### GIVEN INFORMATION
****************
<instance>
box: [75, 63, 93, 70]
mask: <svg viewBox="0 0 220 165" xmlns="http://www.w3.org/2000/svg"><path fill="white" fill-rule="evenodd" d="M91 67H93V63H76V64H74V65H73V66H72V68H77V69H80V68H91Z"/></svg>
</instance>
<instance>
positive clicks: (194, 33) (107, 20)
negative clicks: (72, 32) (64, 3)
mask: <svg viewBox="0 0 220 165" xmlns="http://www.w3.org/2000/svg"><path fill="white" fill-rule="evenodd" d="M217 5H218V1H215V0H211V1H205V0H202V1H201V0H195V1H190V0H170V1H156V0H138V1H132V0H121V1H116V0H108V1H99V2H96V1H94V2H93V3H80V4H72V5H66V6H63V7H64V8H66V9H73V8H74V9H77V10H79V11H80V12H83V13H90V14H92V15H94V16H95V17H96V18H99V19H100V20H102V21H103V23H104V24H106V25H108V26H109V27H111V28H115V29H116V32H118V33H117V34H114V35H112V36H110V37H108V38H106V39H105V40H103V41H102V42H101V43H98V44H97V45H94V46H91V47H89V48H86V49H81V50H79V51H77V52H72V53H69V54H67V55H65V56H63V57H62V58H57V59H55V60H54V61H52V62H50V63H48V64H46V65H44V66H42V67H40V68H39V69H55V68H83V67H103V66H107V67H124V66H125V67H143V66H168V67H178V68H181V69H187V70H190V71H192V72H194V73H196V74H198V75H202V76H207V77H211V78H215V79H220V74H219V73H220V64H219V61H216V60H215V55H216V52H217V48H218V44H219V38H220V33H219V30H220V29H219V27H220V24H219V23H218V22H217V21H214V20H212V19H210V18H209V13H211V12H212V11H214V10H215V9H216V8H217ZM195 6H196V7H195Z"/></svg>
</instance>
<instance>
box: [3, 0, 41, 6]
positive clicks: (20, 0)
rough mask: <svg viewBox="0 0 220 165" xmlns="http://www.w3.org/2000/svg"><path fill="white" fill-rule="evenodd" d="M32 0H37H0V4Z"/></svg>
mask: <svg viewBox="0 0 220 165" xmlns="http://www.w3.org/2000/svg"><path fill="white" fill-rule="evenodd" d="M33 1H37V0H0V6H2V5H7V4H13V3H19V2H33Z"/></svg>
****************
### WORK INSTRUCTION
Would you filter the records and copy each line that contains the word "positive"?

### SOLUTION BELOW
positive clicks: (194, 33) (107, 20)
positive clicks: (20, 0)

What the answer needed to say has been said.